▸ Document section:
╭──

Rod Dreher

Rod Dreher

Friday March 19, 2010

Categories: Culture, Economics, Morals

Red Toryism lands in America

Greetings from Georgetown, where we heard tonight the English public intellectual Philip Blond introduce Red Toryism to an American audience. Blond is an engaging speaker and and real optimist about the possibility of positive political change (at dinner tonight after the speech, it was encouraging for a pessimist like me to hear him speak so vigorously about how world-changing ideas can start small). He's just received a huge launch in this country, courtesy of David Brooks' Friday column. Excerpt:

Blond argues that over the past generation we have witnessed two revolutions, both of which liberated the individual and decimated local associations. First, there was a revolution from the left: a cultural revolution that displaced traditional manners and mores; a legal revolution that emphasized individual rights instead of responsibilities; a welfare revolution in which social workers displaced mutual aide societies and self-organized associations.

Then there was the market revolution from the right. In the age of deregulation, giant chains like Wal-Mart decimated local shop owners. Global financial markets took over small banks, so that the local knowledge of a town banker was replaced by a manic herd of traders thousands of miles away. Unions withered.

The two revolutions talked the language of individual freedom, but they perversely ended up creating greater centralization. They created an atomized, segmented society and then the state had to come in and attempt to repair the damage.

The free-market revolution didn't create the pluralistic decentralized economy. It created a centralized financial monoculture, which requires a gigantic government to audit its activities. The effort to liberate individuals from repressive social constraints didn't produce a flowering of freedom; it weakened families, increased out-of-wedlock births and turned neighbors into strangers. In Britain, you get a country with rising crime, and, as a result, four million security cameras.

Is Red Toryism an idea whose time has come? I'll be on a panel at Georgetown on Friday talking about it. More here later. It was a pleasure tonight, by the way, to meet several readers of this blog, as well as cultural avatars John Schwenkler and James Poulos, the latter of whom has shaved off his steampunk sideburns, alas for us all.

Thursday March 18, 2010

Categories: Morals, Religion

On sex abuse, Benedict now vs. then

This story on Pope Benedict and the current sex abuse crisis reminds me once again why John Allen of the National Catholic Reporter is an invaluable source in helping us understand what's happening and why. It's a long story, but in it, Allen explains how Cardinal Ratzinger, as head of the Congregation for the Doctrine of the Faith (the Vatican's office responding to the sex abuse claims), finally came to understand the magnitude of the crisis, and to turn things around from Rome when he became pope.

╰──

(Rows from a dataset)
╭──

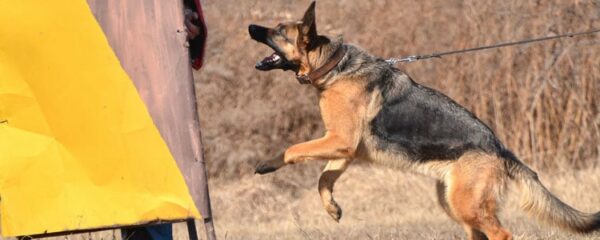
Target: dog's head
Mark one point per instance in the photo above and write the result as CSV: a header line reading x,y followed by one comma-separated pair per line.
x,y
292,41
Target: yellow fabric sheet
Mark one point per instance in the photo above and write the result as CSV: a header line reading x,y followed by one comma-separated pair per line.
x,y
78,148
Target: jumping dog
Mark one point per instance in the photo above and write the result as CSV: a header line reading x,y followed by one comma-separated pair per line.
x,y
374,112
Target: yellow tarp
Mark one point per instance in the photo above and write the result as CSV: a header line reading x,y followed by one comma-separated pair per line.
x,y
78,148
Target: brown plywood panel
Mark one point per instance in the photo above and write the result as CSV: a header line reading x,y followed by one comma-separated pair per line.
x,y
149,39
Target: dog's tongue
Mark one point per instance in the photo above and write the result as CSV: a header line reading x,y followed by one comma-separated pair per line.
x,y
268,61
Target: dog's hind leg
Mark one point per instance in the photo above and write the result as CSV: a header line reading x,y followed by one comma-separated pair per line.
x,y
474,186
330,174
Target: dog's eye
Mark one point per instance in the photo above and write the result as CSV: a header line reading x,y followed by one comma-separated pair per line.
x,y
281,31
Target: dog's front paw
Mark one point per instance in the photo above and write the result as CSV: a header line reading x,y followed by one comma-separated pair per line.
x,y
271,165
334,210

╰──

▸ To be done:
a – According to the blog page, whose Friday column gave Philip Blond a huge launch in the United States?
b – Reproduce everything in the blog page from "Then there was" down to "away. Unions withered.".

▸ Worked solutions:
a – David Brooks's Friday column.

b –
Then there was the market revolution from the right. In the age of deregulation, giant chains like Wal-Mart decimated local shop owners. Global financial markets took over small banks, so that the local knowledge of a town banker was replaced by a manic herd of traders thousands of miles away. Unions withered.